DESCRIPTION OF THE TASK -
Would you output, exactly as written, the line with "Target: mountain range" and all lines after it to the end of the data below, and no others?

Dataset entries
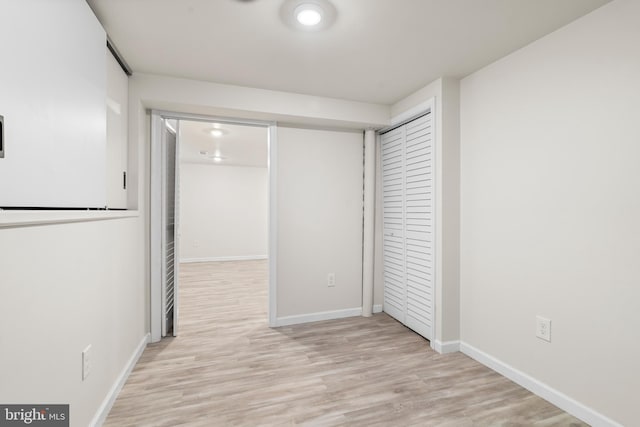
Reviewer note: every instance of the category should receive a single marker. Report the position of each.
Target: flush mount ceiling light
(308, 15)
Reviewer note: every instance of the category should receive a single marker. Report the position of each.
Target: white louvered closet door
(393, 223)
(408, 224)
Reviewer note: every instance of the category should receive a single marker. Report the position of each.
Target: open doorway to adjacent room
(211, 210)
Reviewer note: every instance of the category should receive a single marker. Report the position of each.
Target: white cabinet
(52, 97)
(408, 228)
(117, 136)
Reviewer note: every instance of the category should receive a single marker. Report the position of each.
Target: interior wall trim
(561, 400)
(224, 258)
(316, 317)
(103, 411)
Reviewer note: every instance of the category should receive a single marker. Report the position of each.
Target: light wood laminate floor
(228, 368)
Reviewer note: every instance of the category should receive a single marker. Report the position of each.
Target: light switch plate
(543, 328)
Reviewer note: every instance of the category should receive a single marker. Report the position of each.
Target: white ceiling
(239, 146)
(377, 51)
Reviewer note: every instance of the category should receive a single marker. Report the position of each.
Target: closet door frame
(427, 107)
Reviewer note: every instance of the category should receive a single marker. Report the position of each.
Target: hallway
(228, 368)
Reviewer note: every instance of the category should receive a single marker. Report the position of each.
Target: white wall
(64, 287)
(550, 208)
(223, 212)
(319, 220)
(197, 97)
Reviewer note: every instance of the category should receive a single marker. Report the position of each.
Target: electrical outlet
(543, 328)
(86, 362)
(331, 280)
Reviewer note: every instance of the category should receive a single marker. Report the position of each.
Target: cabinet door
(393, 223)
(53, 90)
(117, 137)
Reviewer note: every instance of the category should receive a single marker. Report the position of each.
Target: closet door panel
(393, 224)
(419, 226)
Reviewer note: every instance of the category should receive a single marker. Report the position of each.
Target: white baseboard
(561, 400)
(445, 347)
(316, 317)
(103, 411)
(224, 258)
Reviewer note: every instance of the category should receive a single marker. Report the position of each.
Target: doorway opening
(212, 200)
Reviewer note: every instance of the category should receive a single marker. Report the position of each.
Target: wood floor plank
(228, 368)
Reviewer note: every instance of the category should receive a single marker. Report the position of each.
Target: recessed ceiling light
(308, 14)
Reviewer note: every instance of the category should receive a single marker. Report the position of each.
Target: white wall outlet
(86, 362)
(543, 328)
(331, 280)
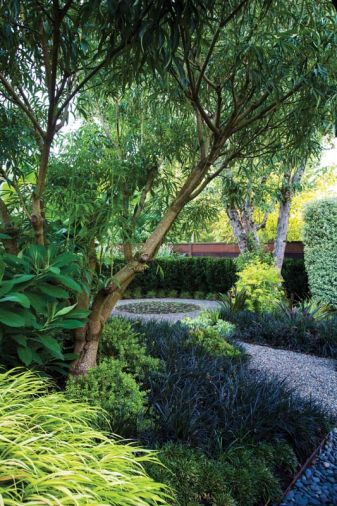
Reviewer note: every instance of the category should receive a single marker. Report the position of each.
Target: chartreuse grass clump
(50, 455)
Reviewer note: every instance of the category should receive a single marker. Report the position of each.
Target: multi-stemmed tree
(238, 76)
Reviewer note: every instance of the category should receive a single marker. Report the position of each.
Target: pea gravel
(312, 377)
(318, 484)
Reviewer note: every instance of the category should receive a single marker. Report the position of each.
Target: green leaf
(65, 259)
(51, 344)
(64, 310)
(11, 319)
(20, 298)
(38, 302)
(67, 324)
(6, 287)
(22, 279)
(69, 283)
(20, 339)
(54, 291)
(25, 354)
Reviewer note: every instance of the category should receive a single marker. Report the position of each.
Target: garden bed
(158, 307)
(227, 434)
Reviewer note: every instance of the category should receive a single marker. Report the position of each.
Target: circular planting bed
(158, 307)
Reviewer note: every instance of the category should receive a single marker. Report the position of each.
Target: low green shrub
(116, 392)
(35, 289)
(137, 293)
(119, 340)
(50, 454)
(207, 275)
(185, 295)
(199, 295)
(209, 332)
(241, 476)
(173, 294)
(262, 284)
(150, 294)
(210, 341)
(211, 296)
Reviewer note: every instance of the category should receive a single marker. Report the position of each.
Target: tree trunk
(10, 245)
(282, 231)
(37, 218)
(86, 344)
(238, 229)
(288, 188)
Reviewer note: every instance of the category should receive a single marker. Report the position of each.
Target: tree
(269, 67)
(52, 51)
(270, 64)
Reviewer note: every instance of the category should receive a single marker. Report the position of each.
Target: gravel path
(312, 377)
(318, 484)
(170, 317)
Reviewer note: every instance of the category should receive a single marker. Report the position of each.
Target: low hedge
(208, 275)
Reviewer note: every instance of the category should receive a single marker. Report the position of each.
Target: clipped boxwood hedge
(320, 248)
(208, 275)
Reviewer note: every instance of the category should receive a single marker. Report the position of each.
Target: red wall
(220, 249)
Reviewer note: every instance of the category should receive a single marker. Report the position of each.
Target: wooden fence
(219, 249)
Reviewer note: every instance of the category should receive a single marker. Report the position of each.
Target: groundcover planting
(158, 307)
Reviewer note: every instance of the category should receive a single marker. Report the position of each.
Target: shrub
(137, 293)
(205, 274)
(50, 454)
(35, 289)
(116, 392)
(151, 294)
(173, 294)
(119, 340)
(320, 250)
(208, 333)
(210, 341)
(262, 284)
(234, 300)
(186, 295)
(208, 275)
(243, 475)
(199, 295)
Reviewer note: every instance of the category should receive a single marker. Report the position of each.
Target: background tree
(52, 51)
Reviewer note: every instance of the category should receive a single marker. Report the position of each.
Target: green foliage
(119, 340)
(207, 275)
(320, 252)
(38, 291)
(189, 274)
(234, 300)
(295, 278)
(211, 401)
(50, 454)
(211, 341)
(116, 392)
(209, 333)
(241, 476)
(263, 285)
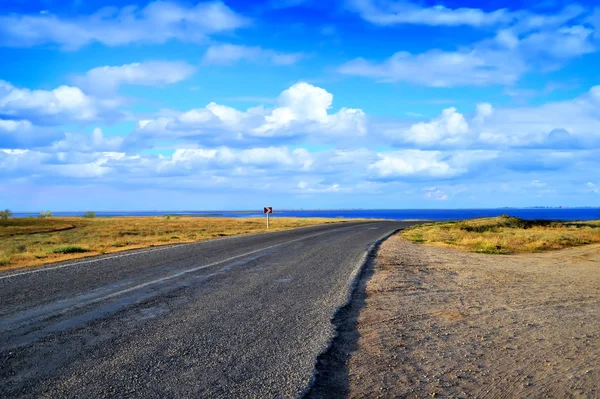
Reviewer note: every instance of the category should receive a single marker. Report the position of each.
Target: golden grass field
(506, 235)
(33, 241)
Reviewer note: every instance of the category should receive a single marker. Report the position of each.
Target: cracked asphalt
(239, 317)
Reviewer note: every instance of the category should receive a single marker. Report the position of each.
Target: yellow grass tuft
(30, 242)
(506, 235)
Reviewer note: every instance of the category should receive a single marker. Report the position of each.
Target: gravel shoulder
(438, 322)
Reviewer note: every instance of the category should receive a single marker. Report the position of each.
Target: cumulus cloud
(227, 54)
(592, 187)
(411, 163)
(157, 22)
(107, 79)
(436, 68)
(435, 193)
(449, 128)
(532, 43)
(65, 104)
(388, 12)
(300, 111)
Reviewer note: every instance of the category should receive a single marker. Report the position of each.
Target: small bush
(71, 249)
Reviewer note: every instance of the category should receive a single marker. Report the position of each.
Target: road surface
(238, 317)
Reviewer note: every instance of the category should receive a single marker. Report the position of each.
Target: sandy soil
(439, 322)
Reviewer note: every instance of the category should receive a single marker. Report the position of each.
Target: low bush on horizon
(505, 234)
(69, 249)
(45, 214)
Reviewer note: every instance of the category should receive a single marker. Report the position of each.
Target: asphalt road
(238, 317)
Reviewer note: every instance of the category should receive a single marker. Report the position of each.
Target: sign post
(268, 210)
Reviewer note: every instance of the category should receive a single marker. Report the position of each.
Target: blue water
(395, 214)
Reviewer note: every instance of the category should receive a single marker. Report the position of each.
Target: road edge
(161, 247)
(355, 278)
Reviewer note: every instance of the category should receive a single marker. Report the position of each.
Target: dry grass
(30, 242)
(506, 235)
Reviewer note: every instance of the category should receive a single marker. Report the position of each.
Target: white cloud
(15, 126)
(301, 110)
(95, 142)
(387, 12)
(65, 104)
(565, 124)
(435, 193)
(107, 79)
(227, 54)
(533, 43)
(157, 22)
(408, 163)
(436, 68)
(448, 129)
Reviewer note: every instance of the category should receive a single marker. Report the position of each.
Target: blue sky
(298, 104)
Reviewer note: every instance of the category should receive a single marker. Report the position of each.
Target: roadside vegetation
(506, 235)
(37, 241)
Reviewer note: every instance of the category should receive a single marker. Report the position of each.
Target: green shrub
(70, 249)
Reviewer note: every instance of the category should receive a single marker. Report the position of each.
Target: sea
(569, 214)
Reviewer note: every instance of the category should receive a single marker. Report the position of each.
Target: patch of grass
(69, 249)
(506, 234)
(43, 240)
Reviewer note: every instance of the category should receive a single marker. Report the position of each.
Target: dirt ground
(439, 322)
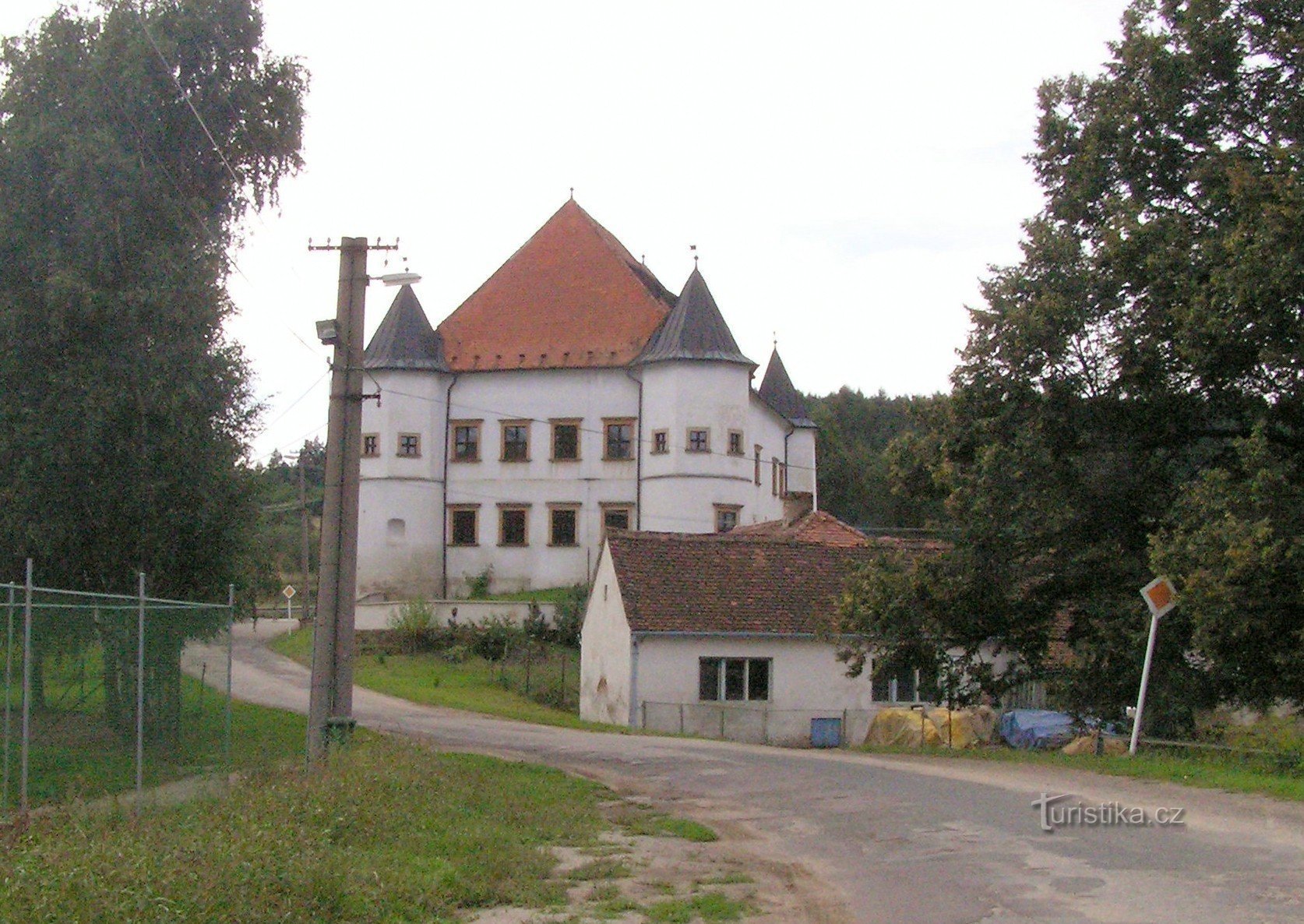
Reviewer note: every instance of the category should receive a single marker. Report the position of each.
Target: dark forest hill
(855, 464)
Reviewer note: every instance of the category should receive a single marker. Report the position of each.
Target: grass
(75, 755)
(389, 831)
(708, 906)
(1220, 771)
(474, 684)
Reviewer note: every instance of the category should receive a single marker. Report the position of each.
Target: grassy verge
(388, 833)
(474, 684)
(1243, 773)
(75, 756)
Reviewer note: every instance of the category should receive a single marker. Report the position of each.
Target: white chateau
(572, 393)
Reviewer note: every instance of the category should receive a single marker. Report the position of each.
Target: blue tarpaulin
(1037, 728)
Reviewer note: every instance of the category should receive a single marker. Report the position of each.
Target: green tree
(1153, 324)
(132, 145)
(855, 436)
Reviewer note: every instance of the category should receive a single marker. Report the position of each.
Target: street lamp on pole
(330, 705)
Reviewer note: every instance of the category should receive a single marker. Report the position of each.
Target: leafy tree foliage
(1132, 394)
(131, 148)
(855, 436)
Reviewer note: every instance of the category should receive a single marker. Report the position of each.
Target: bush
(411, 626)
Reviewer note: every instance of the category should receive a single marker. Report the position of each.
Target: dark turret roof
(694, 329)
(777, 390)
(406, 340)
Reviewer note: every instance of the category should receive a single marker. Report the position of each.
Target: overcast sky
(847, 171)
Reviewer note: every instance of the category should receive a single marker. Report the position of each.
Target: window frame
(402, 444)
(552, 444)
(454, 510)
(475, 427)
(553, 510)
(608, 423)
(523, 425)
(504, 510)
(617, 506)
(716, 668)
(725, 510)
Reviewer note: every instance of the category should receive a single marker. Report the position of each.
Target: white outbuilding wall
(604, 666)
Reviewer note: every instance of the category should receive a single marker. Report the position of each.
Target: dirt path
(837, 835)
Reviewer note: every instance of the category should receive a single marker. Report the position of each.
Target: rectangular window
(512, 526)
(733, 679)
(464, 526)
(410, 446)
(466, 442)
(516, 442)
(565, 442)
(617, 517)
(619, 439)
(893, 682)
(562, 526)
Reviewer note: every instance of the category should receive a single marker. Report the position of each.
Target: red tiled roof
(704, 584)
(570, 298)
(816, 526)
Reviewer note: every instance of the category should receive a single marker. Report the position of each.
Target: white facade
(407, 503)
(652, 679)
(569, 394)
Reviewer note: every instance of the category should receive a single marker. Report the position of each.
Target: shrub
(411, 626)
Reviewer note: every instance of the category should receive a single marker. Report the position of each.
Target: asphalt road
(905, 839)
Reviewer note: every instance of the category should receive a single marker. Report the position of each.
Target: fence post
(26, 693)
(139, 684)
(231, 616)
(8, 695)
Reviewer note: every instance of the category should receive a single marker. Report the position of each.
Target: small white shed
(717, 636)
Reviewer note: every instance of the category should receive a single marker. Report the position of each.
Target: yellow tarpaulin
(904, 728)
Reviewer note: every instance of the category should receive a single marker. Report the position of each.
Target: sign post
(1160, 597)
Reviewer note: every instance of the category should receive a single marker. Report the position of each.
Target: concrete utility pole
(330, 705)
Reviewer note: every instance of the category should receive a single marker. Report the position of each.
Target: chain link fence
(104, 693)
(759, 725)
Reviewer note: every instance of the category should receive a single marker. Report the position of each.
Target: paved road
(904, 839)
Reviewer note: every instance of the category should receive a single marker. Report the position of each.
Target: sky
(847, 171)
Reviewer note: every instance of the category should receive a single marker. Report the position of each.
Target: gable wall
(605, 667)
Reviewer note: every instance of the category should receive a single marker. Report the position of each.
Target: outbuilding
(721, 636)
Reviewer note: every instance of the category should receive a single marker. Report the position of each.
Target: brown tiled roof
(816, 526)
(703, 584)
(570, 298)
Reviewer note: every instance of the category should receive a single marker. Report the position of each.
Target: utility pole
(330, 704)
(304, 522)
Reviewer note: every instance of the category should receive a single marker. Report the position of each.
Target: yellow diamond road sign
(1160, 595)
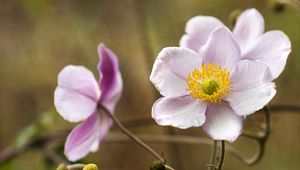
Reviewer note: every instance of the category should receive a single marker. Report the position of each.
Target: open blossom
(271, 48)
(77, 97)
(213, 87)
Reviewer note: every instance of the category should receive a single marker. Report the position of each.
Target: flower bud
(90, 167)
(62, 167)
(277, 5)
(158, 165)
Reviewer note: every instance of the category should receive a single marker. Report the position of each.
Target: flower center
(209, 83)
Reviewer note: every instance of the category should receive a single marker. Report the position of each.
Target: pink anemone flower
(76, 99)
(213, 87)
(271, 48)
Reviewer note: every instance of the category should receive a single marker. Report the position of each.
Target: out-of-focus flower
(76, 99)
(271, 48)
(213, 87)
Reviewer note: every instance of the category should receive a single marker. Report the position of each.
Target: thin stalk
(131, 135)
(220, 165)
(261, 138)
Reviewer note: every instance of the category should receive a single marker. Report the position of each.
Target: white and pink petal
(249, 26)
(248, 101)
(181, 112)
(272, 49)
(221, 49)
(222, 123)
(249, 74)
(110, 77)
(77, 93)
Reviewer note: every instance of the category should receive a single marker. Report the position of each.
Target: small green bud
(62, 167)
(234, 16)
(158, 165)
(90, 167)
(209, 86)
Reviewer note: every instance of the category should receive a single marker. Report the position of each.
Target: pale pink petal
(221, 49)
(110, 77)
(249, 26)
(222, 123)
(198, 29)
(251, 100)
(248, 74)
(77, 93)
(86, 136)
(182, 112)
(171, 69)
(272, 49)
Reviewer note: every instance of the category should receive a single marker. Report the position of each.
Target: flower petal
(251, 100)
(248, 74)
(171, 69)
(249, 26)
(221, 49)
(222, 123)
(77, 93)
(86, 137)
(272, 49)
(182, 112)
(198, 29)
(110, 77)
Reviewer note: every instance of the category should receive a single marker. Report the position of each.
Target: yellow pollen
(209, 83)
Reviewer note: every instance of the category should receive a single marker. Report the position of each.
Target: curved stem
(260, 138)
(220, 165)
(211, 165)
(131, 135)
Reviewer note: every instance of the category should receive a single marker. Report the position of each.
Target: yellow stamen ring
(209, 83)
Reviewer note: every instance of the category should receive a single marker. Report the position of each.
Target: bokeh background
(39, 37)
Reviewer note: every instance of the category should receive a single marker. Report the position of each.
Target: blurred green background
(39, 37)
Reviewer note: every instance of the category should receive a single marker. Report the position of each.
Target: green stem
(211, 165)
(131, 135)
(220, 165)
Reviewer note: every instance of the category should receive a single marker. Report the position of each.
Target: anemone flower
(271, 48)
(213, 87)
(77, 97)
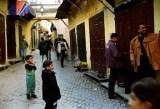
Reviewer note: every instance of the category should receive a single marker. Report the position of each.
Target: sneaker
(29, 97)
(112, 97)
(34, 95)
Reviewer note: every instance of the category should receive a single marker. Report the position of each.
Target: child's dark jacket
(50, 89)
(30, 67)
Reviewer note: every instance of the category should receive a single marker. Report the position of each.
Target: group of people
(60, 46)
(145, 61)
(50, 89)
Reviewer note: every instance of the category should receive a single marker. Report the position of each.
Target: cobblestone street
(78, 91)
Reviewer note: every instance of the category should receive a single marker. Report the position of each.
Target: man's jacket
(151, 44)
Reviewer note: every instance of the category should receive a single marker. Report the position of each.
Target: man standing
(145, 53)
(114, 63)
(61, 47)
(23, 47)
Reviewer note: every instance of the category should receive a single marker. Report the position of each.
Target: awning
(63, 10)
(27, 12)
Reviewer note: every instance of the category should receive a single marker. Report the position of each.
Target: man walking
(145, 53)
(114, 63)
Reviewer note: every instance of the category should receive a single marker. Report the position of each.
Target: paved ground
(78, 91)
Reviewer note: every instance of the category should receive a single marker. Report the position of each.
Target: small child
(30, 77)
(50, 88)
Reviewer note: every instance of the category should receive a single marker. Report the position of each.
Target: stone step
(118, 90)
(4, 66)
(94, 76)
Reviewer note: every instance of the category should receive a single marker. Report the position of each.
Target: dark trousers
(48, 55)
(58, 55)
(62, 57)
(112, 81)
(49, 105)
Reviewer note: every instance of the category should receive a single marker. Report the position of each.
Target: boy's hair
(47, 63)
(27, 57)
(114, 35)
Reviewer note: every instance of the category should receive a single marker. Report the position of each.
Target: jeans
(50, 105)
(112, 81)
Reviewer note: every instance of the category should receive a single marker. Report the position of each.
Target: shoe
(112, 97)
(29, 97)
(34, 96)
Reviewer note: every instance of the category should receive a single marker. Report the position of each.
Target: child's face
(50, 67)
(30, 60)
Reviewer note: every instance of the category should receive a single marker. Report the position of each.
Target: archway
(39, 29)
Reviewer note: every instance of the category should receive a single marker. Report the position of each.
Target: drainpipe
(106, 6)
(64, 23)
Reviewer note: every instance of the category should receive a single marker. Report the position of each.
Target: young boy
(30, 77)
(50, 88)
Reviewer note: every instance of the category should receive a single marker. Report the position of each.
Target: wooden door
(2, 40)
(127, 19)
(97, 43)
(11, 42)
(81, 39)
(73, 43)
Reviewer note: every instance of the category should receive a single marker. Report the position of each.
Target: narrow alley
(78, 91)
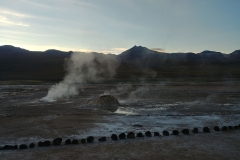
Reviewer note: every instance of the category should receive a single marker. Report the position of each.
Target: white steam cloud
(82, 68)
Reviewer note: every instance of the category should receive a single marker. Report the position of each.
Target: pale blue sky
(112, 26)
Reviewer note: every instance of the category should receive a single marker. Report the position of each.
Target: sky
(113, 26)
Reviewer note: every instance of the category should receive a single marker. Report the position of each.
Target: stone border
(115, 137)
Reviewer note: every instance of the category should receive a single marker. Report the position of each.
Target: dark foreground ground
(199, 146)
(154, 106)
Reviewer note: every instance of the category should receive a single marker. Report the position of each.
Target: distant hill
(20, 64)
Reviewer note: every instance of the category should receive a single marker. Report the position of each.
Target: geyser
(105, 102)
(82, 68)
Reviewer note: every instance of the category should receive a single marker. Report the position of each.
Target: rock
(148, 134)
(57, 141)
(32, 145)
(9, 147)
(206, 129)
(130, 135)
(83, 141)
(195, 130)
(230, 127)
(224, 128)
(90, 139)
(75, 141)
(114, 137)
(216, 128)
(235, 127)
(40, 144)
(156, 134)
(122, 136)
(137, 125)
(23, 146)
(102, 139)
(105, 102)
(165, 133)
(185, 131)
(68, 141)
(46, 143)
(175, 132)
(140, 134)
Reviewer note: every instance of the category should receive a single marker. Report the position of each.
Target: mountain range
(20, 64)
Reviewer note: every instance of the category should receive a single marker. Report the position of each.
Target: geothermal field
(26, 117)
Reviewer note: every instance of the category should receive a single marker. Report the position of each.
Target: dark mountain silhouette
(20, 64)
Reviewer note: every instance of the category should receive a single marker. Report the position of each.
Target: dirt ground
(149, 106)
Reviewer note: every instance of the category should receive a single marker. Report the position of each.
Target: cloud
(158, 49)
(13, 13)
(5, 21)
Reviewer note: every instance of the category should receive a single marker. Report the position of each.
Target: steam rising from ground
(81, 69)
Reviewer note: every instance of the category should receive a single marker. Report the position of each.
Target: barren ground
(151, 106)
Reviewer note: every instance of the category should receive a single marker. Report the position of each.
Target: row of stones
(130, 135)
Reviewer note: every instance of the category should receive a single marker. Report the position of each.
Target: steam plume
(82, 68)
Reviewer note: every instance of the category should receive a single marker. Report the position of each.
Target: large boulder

SOLVED EXERCISE -
Target: mountain range
(20, 64)
Reviewer note: every instance of the category should receive a single marker. Report the position of each.
Target: geothermal field
(26, 117)
Reviewer note: every instance of the category should receive a single marker. Report the position of each.
Target: dark mountain silhouette
(20, 64)
Reviewer note: every instance of the category should receive a single marker. Report the position of each.
Target: dirt ground
(149, 106)
Reviewer note: every instance of the category should receive a single marker. Report the position of each.
Target: cloud
(158, 49)
(13, 13)
(5, 21)
Reviewer note: every instance of the category should receive a single marker. Report the position of each.
Target: steam rising from ground
(81, 69)
Reviewer note: every instance of the category should receive a single marker. Report the position of each.
Target: barren ground
(151, 106)
Reviewer note: every instance of the category should receive a single marker. Report the position of each.
Target: row of stones
(130, 135)
Reviewer note: every instance of the category should receive a single marker. Report the position of each.
Target: steam plume
(82, 68)
Reviewer note: every instance of the category should receive a single marker. Report the position of each.
Target: large boulder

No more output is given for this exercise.